-- Texte fourni --
----------
Avec l’évolution des ordinateurs, les chercheurs en sécurité n’ont de cesse de travailler dur pour mettre en œuvre continuellement des algorithmes indéchiffrables. En 1991, en cherchant à corriger les faiblesses détectées dans l’architecture de l’algorithme de hachage MD4, des cryptologues ont mis sur pied la fonction de hachage cryptographique MD5 qui devint une des références dans le monde entier pour assurer l’intégrité des informations. Quelques années plus tard et plus précisément en 1996, des chercheurs ont signalé les premières faiblesses de cette fonction de hachage. L’utilisation de MD5 s’est révélée encore plus problématique lorsqu’en 2004, une équipe de chercheurs a découvert qu’une collision complète était possible avec des fichiers différents pouvant produire le même condensat. Cette fonction de hachage fut dès lors considérée comme peu sure et mise de côté.
----------
[Éléments stockés]
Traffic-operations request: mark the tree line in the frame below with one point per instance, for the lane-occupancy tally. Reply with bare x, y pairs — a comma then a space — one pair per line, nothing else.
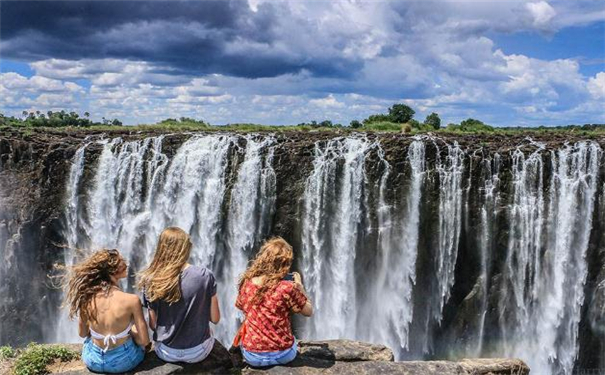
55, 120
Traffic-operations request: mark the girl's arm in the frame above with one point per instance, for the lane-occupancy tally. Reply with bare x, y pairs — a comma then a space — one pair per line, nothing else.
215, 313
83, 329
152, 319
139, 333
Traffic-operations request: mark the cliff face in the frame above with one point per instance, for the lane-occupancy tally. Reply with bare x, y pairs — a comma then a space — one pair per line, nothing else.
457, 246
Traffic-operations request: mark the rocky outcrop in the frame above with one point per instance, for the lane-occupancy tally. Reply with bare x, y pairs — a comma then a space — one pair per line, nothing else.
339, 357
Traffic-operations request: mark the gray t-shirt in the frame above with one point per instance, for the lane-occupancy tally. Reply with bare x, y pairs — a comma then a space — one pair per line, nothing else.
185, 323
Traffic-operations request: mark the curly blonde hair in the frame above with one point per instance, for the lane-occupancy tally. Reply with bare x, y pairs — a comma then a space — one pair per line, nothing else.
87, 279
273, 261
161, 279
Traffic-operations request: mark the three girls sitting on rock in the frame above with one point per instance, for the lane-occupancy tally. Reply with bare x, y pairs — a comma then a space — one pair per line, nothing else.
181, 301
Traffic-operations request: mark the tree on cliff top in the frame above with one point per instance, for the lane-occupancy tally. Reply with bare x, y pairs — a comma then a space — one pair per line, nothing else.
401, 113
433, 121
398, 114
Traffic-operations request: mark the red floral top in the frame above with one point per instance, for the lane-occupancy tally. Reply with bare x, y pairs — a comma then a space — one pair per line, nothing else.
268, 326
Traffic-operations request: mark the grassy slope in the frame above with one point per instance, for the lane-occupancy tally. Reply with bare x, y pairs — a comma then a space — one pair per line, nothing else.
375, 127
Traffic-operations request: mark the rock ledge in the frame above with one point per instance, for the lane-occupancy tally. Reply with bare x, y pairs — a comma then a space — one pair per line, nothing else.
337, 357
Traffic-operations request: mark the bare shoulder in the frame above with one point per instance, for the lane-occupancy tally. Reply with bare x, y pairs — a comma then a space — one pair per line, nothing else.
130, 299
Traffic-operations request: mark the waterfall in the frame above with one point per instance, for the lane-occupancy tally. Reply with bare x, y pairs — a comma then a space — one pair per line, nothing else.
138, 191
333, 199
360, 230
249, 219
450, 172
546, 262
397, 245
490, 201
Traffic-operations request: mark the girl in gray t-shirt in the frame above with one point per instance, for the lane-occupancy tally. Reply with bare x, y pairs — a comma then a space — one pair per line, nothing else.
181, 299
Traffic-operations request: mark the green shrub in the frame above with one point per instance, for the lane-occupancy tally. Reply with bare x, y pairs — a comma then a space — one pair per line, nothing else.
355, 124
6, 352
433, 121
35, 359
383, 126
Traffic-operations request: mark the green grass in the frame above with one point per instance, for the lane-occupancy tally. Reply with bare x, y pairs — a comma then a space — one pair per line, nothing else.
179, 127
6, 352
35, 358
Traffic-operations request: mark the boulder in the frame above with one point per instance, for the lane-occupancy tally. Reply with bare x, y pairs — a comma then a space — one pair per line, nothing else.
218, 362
----------
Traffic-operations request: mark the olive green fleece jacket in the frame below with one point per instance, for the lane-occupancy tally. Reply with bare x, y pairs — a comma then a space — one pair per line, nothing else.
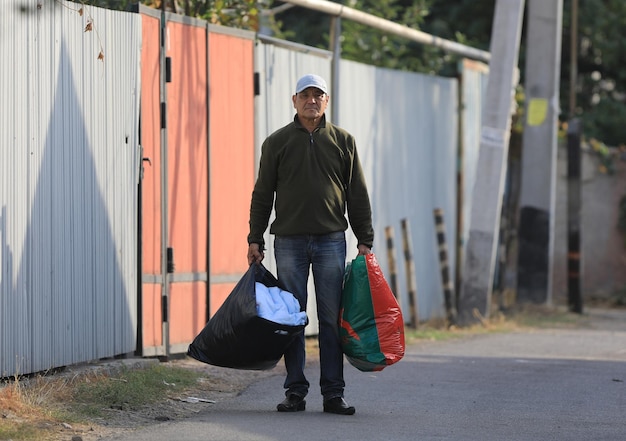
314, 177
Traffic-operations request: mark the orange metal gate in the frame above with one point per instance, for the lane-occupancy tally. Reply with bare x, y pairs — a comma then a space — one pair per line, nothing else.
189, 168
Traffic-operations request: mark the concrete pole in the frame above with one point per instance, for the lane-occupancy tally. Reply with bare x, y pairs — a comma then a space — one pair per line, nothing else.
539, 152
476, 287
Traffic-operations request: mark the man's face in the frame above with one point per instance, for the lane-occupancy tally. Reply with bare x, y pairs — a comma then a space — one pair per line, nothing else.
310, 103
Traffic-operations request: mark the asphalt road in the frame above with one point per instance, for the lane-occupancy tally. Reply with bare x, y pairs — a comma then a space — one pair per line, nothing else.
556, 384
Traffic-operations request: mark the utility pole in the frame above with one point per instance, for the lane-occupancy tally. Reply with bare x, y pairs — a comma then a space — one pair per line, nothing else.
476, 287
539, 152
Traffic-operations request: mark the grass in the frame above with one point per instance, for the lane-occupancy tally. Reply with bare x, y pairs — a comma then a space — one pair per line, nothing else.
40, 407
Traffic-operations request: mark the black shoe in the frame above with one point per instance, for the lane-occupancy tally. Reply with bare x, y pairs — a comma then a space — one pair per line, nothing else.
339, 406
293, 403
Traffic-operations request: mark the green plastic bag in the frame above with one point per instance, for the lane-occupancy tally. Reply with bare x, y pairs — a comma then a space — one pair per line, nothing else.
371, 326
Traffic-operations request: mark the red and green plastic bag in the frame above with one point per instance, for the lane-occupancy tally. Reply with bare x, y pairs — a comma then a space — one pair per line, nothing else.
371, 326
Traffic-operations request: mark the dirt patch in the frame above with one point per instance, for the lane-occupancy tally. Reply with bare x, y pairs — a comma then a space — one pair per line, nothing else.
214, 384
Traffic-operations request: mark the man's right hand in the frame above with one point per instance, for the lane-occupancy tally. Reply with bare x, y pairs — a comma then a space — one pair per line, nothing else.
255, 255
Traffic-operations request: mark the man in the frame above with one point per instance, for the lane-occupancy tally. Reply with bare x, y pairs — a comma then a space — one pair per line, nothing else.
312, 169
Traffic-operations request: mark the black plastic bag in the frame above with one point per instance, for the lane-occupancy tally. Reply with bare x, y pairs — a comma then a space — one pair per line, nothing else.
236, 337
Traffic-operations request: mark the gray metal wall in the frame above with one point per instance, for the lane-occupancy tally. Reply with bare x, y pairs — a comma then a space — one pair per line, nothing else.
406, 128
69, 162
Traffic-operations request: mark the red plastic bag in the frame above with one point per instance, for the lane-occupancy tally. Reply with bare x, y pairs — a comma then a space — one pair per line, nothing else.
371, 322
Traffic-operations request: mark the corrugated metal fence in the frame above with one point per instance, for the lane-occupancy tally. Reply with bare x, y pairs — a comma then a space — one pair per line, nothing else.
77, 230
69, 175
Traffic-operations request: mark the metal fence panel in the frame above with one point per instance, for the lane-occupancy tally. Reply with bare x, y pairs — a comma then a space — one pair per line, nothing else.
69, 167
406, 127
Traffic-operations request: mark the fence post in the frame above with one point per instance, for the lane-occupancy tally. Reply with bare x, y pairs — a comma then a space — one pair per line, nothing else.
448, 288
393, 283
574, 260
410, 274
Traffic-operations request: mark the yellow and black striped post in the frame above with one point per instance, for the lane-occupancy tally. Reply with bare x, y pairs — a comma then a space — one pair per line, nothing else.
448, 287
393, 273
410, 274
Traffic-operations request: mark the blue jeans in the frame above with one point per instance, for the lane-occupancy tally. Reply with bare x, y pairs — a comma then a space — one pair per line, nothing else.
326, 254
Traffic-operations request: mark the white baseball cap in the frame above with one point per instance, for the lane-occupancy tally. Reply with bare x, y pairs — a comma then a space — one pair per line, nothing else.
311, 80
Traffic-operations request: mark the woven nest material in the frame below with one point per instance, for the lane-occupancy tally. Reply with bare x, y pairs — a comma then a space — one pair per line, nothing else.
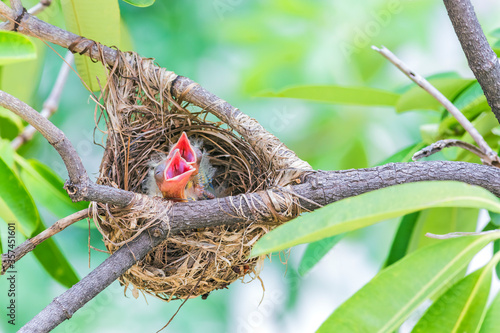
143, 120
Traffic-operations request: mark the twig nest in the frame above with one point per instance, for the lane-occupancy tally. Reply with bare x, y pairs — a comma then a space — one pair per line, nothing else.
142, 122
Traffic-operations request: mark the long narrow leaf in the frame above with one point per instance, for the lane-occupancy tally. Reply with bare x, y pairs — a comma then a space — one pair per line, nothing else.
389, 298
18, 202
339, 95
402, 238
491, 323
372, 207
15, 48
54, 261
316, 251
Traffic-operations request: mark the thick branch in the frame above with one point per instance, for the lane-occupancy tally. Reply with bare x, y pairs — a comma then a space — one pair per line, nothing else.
----------
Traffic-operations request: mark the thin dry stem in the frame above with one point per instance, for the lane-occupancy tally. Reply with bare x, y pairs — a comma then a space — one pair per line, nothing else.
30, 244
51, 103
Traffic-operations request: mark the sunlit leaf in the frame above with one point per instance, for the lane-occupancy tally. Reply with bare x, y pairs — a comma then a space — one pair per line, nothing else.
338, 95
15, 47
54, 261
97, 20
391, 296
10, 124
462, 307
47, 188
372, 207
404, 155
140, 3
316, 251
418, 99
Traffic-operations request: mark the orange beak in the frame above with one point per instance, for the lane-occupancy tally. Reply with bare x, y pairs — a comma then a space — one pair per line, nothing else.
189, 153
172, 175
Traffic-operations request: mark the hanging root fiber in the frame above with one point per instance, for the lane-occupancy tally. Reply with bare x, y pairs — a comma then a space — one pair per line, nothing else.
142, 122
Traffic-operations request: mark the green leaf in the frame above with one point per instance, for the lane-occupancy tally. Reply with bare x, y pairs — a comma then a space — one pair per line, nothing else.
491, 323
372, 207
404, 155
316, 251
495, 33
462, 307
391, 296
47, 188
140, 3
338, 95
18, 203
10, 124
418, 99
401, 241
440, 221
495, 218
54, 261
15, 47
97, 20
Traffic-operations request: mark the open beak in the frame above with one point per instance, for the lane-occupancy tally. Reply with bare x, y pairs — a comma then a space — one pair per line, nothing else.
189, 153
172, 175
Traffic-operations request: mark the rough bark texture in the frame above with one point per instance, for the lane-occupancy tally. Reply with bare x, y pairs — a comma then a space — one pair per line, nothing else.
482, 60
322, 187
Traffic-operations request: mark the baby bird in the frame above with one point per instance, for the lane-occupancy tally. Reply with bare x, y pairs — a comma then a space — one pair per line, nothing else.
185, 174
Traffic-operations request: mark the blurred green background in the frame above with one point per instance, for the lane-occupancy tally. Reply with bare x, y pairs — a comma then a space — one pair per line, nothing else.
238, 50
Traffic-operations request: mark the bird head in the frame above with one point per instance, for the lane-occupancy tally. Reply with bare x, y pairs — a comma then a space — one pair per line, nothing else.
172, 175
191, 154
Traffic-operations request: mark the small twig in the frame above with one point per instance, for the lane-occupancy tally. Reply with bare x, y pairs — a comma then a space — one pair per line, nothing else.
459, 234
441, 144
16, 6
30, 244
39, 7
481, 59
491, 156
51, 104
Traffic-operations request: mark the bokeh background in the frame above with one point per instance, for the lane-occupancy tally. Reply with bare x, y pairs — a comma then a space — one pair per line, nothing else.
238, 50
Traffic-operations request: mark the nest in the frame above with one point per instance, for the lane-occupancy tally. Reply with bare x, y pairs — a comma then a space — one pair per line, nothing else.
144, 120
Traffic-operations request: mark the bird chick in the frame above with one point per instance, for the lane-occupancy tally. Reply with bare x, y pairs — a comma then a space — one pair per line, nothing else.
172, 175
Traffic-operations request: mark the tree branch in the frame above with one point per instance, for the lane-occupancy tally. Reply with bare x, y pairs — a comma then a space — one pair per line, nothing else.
----------
Recopiez intégralement le texte fourni, sans en modifier un seul mot. La liste constitue un document indépendant du texte fourni.

Avec l’évolution des ordinateurs, les chercheurs en sécurité n’ont de cesse de travailler dur pour mettre en œuvre continuellement des algorithmes indéchiffrables. En 1991, en cherchant à corriger les faiblesses détectées dans l’architecture de l’algorithme de hachage MD4, des cryptologues ont mis sur pied la fonction de hachage cryptographique MD5 qui devint une des références dans le monde entier pour assurer l’intégrité des informations. Quelques années plus tard et plus précisément en 1996, des chercheurs ont signalé les premières faiblesses de cette fonction de hachage. L’utilisation de MD5 s’est révélée encore plus problématique lorsqu’en 2004, une équipe de chercheurs a découvert qu’une collision complète était possible avec des fichiers différents pouvant produire le même condensat. Cette fonction de hachage fut dès lors considérée comme peu sure et mise de côté.